■ What the task requires ■
Update everything from the line containing "[segment] grassy hill" down to the end of the material, replacing "grassy hill" with "grassy slope" and leaving all else unchanged.

■ Records provided ■
□ □ □ □ □
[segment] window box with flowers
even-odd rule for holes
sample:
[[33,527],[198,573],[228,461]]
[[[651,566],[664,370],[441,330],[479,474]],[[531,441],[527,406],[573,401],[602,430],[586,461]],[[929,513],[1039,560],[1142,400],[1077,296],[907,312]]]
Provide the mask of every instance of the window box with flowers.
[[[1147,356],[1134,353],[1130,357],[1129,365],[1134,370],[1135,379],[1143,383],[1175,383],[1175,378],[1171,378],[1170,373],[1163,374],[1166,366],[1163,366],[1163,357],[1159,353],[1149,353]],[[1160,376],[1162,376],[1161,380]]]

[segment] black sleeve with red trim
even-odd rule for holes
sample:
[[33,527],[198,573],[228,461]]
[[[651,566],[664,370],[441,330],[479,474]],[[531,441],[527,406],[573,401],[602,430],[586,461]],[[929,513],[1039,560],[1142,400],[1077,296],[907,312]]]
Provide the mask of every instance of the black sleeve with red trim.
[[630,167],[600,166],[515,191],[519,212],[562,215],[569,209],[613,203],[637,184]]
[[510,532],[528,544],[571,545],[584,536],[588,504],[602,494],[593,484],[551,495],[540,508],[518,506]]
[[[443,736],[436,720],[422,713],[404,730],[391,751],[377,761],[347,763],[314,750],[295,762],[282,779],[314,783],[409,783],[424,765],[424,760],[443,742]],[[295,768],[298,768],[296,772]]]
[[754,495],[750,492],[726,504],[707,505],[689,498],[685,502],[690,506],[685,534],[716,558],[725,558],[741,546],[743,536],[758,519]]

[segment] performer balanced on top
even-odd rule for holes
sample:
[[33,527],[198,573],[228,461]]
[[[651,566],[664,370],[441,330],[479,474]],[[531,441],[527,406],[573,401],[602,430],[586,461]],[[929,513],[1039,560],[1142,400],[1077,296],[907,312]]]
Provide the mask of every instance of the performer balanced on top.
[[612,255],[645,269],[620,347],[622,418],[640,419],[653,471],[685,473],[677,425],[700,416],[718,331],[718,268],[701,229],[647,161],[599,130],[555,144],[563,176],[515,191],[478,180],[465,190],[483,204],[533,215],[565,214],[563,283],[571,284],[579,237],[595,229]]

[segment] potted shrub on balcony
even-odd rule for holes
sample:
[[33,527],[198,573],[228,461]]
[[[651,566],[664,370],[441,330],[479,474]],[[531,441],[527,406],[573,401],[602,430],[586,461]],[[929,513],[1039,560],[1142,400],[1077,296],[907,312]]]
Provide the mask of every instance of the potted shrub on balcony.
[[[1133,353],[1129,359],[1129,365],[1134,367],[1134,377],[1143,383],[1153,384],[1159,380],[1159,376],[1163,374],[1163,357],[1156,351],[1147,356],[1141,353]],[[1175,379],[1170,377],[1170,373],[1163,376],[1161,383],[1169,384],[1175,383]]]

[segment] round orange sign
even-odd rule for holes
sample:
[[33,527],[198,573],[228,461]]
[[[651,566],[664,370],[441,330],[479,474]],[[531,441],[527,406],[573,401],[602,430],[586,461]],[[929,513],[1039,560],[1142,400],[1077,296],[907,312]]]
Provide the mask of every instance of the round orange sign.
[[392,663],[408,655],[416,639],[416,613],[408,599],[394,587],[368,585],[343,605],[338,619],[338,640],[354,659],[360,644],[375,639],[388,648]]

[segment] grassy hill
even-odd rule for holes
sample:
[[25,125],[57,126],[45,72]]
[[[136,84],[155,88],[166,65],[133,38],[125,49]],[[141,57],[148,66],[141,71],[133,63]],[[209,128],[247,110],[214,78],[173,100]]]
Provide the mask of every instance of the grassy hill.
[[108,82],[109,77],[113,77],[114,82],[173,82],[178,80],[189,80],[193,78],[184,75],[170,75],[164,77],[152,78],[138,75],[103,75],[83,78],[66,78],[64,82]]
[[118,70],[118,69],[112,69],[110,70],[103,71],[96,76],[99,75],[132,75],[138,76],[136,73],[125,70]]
□ □ □ □ □
■ Answer to the exercise ■
[segment] grassy slope
even-odd rule for holes
sample:
[[25,125],[57,126],[45,72]]
[[[136,84],[155,88],[166,65],[133,38],[125,49]],[[141,57],[148,66],[141,71],[133,63]],[[209,128],[247,110],[214,78],[173,100]]]
Provide the mask of every instance of the grassy slope.
[[108,82],[109,77],[113,77],[114,82],[173,82],[178,80],[189,80],[193,78],[184,75],[170,75],[164,77],[152,78],[138,75],[103,75],[83,78],[66,78],[64,82]]
[[118,70],[118,69],[112,69],[110,70],[103,71],[96,76],[99,75],[132,75],[138,76],[136,73],[125,70]]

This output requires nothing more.